### What needs to be done:
Please find all lines containing "coral" in the listing below and copy them.
• • •
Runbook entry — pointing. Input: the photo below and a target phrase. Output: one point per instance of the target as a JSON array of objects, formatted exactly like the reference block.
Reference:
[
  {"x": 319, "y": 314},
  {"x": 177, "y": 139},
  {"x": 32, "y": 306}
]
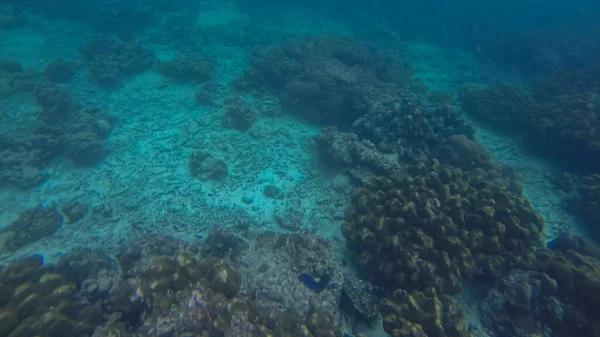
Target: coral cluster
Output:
[
  {"x": 560, "y": 117},
  {"x": 193, "y": 68},
  {"x": 79, "y": 132},
  {"x": 238, "y": 114},
  {"x": 422, "y": 314},
  {"x": 11, "y": 17},
  {"x": 578, "y": 278},
  {"x": 206, "y": 167},
  {"x": 346, "y": 150},
  {"x": 32, "y": 225},
  {"x": 59, "y": 71},
  {"x": 110, "y": 60},
  {"x": 158, "y": 287},
  {"x": 63, "y": 128},
  {"x": 500, "y": 105},
  {"x": 328, "y": 79},
  {"x": 556, "y": 298},
  {"x": 37, "y": 300},
  {"x": 522, "y": 304},
  {"x": 411, "y": 128},
  {"x": 14, "y": 79},
  {"x": 434, "y": 225}
]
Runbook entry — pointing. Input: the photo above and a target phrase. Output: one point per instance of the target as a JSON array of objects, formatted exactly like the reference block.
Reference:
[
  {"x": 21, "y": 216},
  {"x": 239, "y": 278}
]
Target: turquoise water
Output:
[{"x": 268, "y": 168}]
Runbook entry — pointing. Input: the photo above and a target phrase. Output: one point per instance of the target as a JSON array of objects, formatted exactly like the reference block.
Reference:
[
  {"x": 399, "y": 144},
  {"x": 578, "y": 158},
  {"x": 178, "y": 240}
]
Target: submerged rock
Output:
[{"x": 32, "y": 225}]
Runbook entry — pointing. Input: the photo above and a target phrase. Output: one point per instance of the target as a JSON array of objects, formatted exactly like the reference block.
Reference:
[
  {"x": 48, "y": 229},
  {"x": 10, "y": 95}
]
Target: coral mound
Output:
[
  {"x": 32, "y": 225},
  {"x": 328, "y": 79},
  {"x": 433, "y": 225},
  {"x": 422, "y": 314},
  {"x": 109, "y": 60}
]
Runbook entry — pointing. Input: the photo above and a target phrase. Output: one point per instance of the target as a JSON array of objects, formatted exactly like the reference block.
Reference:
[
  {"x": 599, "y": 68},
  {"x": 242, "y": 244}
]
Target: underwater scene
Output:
[{"x": 316, "y": 168}]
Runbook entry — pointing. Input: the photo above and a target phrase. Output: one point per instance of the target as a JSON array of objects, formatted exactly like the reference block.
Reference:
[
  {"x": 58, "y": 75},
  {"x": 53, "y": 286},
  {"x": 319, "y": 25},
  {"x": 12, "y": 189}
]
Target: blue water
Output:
[{"x": 316, "y": 168}]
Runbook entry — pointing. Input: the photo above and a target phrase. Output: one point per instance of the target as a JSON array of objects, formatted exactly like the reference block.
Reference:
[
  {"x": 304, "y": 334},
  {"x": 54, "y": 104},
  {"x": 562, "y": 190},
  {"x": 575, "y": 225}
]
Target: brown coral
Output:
[{"x": 433, "y": 225}]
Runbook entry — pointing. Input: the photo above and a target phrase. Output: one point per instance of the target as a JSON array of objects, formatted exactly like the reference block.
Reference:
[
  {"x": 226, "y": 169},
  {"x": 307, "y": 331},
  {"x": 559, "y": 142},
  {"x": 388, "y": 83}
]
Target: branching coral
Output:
[
  {"x": 422, "y": 314},
  {"x": 410, "y": 128},
  {"x": 110, "y": 60},
  {"x": 328, "y": 79},
  {"x": 435, "y": 225},
  {"x": 32, "y": 225},
  {"x": 238, "y": 114},
  {"x": 194, "y": 68}
]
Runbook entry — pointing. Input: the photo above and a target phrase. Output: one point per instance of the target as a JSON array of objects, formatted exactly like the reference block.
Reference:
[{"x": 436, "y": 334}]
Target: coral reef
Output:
[
  {"x": 193, "y": 68},
  {"x": 78, "y": 131},
  {"x": 238, "y": 114},
  {"x": 347, "y": 150},
  {"x": 204, "y": 166},
  {"x": 522, "y": 304},
  {"x": 14, "y": 79},
  {"x": 434, "y": 225},
  {"x": 11, "y": 17},
  {"x": 560, "y": 117},
  {"x": 412, "y": 128},
  {"x": 422, "y": 314},
  {"x": 358, "y": 297},
  {"x": 110, "y": 60},
  {"x": 499, "y": 105},
  {"x": 578, "y": 278},
  {"x": 328, "y": 79},
  {"x": 72, "y": 211},
  {"x": 22, "y": 159},
  {"x": 36, "y": 300},
  {"x": 32, "y": 225},
  {"x": 59, "y": 71},
  {"x": 63, "y": 127},
  {"x": 567, "y": 126},
  {"x": 158, "y": 286},
  {"x": 164, "y": 283}
]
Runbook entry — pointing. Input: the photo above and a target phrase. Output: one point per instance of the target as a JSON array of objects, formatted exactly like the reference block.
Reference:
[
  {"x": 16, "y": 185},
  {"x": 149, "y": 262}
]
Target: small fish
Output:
[{"x": 312, "y": 284}]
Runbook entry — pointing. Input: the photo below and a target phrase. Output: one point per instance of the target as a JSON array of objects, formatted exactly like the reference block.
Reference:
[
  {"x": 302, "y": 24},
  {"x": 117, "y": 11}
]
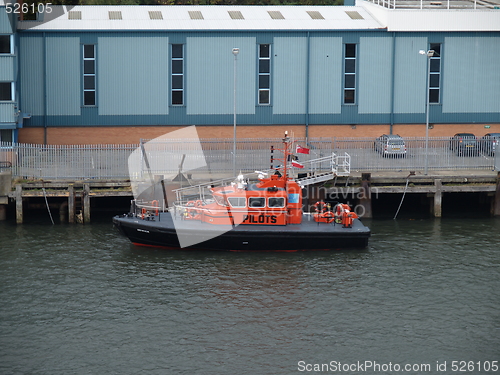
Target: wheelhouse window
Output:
[
  {"x": 89, "y": 75},
  {"x": 264, "y": 74},
  {"x": 177, "y": 74},
  {"x": 6, "y": 44},
  {"x": 256, "y": 202},
  {"x": 6, "y": 91},
  {"x": 349, "y": 73},
  {"x": 435, "y": 73},
  {"x": 277, "y": 202},
  {"x": 237, "y": 202}
]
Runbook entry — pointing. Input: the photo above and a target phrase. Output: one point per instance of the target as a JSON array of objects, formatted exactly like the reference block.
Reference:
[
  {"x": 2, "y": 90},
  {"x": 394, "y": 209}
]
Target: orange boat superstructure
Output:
[
  {"x": 243, "y": 216},
  {"x": 274, "y": 200}
]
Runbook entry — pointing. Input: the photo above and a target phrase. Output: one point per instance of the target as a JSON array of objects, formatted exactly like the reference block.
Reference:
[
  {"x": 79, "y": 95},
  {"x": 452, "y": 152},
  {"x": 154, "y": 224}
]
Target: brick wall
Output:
[{"x": 132, "y": 134}]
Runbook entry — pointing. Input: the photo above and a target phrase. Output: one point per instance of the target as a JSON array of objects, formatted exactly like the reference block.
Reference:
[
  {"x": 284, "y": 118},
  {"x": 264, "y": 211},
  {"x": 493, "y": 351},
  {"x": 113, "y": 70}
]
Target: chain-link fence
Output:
[{"x": 111, "y": 161}]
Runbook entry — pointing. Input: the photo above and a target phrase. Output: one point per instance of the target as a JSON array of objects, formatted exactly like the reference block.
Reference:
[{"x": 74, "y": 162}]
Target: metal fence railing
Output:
[
  {"x": 436, "y": 4},
  {"x": 111, "y": 161}
]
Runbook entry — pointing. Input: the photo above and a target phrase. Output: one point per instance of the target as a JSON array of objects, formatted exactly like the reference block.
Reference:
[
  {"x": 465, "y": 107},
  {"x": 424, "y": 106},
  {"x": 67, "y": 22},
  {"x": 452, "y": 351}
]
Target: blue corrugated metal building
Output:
[{"x": 136, "y": 66}]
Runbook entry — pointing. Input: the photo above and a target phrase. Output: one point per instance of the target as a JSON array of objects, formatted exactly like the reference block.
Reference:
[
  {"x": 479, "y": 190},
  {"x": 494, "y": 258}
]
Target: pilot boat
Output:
[{"x": 265, "y": 215}]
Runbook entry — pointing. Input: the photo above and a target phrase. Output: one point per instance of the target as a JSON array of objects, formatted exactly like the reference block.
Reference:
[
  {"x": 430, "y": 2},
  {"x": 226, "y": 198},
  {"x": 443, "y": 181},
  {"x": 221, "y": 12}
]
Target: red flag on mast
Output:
[{"x": 301, "y": 150}]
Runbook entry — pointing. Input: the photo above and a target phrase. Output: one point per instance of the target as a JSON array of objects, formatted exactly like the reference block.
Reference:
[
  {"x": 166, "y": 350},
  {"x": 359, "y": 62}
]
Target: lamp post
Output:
[
  {"x": 429, "y": 54},
  {"x": 235, "y": 53}
]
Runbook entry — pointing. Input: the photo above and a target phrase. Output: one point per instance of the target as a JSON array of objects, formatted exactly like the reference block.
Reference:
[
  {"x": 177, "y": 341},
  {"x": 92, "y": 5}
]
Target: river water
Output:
[{"x": 82, "y": 300}]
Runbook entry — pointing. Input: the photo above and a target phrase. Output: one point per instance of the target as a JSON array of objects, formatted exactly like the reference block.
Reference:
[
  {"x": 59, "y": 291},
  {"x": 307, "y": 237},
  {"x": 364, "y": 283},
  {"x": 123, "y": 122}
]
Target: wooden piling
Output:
[
  {"x": 19, "y": 204},
  {"x": 71, "y": 203},
  {"x": 3, "y": 212},
  {"x": 496, "y": 199},
  {"x": 438, "y": 198},
  {"x": 86, "y": 203},
  {"x": 366, "y": 195}
]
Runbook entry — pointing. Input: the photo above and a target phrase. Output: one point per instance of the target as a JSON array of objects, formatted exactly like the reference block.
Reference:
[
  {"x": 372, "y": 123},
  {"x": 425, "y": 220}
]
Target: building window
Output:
[
  {"x": 177, "y": 74},
  {"x": 435, "y": 73},
  {"x": 6, "y": 44},
  {"x": 6, "y": 135},
  {"x": 349, "y": 73},
  {"x": 7, "y": 91},
  {"x": 264, "y": 74},
  {"x": 89, "y": 75}
]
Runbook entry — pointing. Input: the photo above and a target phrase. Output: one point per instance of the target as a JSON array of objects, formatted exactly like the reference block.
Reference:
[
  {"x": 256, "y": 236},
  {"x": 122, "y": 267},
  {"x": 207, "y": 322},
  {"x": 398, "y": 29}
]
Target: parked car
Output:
[
  {"x": 489, "y": 143},
  {"x": 390, "y": 145},
  {"x": 464, "y": 144}
]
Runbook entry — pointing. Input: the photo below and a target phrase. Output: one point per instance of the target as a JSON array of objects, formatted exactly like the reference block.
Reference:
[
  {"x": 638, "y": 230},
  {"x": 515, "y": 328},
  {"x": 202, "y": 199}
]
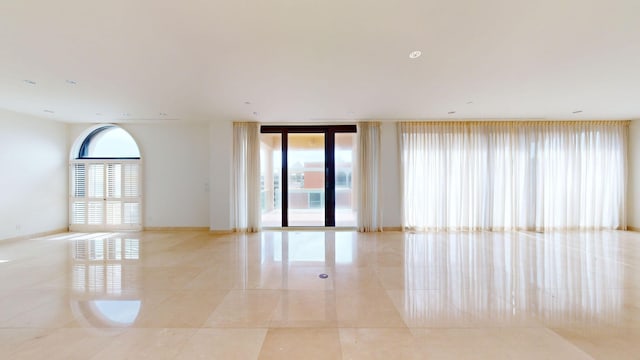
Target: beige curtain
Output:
[
  {"x": 513, "y": 175},
  {"x": 246, "y": 177},
  {"x": 369, "y": 209}
]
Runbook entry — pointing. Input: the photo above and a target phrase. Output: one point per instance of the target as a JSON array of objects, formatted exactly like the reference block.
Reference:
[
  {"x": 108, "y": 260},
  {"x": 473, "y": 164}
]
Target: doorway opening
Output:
[{"x": 307, "y": 176}]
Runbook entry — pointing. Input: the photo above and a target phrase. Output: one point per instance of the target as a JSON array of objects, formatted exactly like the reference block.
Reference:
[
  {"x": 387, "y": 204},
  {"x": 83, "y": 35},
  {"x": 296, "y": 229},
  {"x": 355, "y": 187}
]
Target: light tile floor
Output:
[{"x": 190, "y": 295}]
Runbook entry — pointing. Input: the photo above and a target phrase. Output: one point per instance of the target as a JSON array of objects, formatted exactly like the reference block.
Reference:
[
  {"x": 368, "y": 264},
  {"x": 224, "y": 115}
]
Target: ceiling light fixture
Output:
[{"x": 415, "y": 54}]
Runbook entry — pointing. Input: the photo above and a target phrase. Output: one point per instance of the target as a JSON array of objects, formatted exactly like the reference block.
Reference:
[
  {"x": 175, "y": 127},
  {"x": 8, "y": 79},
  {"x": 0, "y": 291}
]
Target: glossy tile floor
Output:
[{"x": 189, "y": 295}]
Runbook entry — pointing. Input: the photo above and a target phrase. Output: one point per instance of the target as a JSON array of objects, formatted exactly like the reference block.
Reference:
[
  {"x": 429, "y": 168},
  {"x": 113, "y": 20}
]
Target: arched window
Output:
[
  {"x": 108, "y": 142},
  {"x": 105, "y": 181}
]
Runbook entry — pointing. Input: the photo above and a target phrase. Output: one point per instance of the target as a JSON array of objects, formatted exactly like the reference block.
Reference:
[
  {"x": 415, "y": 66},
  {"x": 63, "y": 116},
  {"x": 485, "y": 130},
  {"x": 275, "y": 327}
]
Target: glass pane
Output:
• • •
### Result of this exercise:
Target: coral cluster
Target: coral mound
Target: brown coral
Target: branching coral
Target: coral reef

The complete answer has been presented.